** Page text **
==========

So I’m delighted that David Cameron made an announcement
last week.
The next Conservative government will locate the most
useful information from twenty different areas and make it
available for re-use.
This is public data, not government data. It carries huge
social and economic potential. And it could underpin a new
culture of government accountability, if only it were
available.
We’re going further still. We will create a new ‘right to
data’, so you can tell us which data sets
would be most useful.
The bureaucrats who collect the data cannot be expected
to understand all its potential value.
So we’re going to throw open the floodgates, harnessing
the wisdom of crowds.
Ending the unfair information imbalance is the key
dividing line between the old politics of command and
control and the new politics of openness and accountability.
More than ideology, this dividing line will separate the
old political leaders from the new.
Of course, there are limits to what we can achieve in
Opposition.
But we’re making a start.
Today, I can confirm that the Conservatives are joining
up with Zubed Geospatial to launch a new website called
zubedjobs.com.
It’s a location-based search engine that makes it easy to
find or post job vacancies.
It’s linked to our ‘Get Britain Working’ campaign to help
job-seekers find work during the recession.
FREEING PUBLIC SECTOR INFORMATION
These really should not be a party political issues.
That’s why I quite deliberately spilled the beans on our
thinking earlier this year.
In January I challenged the Government when I spoke about
government information policy.
We can only make meaningful progress with real
improvements to the way government data trading is
regulated.
That’s why I have suggested three ideas:
1. A more independent commissioner or regulator of
government data policy to drive the process of data release;
2. A commitment to enabling the spread of best practice
to local government through standard data formats;
3. And I urged the Government to release a report into
the future of trading funds so that we could hold a proper
debate about their future.

==========

** Material shown **
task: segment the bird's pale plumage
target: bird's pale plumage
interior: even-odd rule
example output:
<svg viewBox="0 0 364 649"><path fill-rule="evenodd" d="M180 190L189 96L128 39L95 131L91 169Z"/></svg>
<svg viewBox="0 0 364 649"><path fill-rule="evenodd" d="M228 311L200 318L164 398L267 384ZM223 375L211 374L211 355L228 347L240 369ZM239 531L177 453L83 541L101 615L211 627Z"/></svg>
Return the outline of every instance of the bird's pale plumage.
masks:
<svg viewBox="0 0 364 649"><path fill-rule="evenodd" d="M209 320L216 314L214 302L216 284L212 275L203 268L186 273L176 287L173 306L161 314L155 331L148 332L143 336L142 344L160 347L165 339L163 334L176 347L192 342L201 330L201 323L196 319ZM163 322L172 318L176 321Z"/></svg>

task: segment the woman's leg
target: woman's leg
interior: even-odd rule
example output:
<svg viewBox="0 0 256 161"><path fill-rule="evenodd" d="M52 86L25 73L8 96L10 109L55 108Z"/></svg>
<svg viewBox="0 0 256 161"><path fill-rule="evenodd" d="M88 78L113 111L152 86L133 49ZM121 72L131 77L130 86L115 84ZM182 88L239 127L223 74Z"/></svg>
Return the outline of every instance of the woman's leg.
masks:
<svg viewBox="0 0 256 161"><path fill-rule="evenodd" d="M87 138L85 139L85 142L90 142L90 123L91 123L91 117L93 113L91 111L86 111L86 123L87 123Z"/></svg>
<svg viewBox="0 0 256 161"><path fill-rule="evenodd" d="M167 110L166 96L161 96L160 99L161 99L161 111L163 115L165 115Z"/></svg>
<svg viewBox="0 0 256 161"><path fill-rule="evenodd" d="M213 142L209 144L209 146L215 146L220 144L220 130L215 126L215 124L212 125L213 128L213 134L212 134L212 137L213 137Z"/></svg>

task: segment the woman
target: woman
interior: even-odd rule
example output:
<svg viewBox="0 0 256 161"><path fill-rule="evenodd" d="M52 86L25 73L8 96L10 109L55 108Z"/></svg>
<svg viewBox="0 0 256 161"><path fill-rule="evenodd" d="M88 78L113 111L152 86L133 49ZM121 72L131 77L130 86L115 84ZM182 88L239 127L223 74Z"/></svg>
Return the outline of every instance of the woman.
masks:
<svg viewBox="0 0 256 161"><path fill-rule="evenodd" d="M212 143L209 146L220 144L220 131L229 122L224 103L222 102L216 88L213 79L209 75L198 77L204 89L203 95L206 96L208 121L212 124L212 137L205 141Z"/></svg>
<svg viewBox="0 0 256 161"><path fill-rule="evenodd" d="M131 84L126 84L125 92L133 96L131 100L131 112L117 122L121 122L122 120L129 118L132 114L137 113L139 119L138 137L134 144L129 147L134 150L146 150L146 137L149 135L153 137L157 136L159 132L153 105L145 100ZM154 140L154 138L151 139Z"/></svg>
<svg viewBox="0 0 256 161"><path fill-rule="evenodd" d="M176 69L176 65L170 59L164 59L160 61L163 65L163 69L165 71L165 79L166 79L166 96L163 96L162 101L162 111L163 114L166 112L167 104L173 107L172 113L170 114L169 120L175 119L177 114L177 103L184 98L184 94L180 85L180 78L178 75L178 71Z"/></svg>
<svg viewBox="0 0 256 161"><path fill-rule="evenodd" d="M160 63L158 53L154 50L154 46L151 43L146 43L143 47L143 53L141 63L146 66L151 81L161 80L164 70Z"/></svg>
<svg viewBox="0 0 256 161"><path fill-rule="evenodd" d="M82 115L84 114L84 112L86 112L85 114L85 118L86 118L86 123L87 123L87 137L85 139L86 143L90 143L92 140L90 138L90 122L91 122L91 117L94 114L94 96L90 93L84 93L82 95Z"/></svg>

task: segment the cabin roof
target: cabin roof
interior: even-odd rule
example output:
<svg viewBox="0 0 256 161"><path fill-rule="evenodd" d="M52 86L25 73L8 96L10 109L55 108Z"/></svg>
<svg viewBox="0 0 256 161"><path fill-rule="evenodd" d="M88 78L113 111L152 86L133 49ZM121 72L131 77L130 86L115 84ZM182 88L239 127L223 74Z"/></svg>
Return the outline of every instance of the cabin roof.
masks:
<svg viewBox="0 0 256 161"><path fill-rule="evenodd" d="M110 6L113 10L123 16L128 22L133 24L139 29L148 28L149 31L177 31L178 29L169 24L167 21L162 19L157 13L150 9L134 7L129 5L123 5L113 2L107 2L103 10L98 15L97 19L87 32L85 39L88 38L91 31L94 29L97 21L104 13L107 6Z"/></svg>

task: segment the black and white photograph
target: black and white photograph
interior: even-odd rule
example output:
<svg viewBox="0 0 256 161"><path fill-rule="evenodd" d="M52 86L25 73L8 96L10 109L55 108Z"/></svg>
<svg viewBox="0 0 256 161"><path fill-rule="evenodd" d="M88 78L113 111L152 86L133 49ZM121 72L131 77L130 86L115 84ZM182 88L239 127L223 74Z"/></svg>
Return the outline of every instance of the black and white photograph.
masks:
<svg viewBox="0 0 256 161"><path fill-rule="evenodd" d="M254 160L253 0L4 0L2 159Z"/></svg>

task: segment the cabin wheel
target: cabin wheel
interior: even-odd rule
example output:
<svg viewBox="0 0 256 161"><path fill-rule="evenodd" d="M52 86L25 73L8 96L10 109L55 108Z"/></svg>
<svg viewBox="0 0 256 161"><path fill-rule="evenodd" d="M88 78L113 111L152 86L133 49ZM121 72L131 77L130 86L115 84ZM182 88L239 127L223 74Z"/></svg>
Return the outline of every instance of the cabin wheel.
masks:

==========

** What you are asked to do **
Transcribe the speech on public data between "In January I" and "about their future.", inclusive.

** Task solution **
In January I challenged the Government when I spoke about
government information policy.
We can only make meaningful progress with real
improvements to the way government data trading is
regulated.
That’s why I have suggested three ideas:
1. A more independent commissioner or regulator of
government data policy to drive the process of data release;
2. A commitment to enabling the spread of best practice
to local government through standard data formats;
3. And I urged the Government to release a report into
the future of trading funds so that we could hold a proper
debate about their future.